Directions for this task:
Retype the items from their first line through the line containing "197 175 L 199", keeping every character the same.

—————

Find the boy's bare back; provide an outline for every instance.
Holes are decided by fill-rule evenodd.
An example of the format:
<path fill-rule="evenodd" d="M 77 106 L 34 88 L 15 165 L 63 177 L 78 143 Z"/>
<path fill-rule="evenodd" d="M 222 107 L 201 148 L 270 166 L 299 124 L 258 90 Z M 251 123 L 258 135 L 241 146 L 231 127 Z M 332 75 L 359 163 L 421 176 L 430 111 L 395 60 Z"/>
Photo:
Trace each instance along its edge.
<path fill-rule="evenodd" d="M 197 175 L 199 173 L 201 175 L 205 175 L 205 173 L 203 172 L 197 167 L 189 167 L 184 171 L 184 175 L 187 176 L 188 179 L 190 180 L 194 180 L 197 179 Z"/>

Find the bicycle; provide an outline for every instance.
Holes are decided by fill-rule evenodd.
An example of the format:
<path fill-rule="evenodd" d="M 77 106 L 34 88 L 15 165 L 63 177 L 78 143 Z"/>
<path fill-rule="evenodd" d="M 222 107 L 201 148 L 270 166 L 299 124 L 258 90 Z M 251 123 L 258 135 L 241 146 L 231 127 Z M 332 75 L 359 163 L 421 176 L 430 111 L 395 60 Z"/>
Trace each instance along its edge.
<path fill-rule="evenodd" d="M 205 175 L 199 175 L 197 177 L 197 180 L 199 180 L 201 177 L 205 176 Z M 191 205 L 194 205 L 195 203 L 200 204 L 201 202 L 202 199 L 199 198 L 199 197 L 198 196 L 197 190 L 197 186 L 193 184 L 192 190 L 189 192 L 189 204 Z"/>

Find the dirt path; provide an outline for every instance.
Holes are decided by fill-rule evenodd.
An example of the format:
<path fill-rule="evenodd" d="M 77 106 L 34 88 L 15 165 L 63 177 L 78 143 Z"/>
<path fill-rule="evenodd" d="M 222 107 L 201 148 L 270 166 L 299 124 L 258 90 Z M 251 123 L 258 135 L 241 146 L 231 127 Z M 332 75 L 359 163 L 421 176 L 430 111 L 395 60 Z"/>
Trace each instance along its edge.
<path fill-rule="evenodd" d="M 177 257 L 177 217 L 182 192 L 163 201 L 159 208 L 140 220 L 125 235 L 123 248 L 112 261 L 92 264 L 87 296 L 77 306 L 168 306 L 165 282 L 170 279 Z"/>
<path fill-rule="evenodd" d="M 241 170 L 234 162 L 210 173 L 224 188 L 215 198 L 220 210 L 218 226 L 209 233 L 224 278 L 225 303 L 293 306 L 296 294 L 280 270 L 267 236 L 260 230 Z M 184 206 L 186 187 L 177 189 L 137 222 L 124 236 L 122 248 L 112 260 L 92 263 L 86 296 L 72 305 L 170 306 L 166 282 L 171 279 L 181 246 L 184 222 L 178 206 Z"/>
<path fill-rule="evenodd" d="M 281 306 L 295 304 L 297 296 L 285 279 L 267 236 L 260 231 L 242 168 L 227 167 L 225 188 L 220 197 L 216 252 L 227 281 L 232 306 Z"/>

—————

Answer for this exercise:
Find the boy's bare back; provide an outline for every instance.
Holes are decided by fill-rule evenodd.
An example of the format:
<path fill-rule="evenodd" d="M 77 106 L 34 88 L 15 165 L 63 177 L 78 143 Z"/>
<path fill-rule="evenodd" d="M 222 107 L 201 148 L 270 166 L 299 124 L 258 90 Z M 251 123 L 258 135 L 241 146 L 231 127 Z M 332 75 L 359 163 L 421 176 L 430 111 L 395 60 Z"/>
Photo:
Trace each instance along its edge.
<path fill-rule="evenodd" d="M 197 175 L 199 173 L 201 175 L 205 175 L 205 173 L 203 172 L 197 167 L 189 167 L 184 171 L 184 175 L 187 176 L 188 179 L 190 180 L 194 180 L 197 179 Z"/>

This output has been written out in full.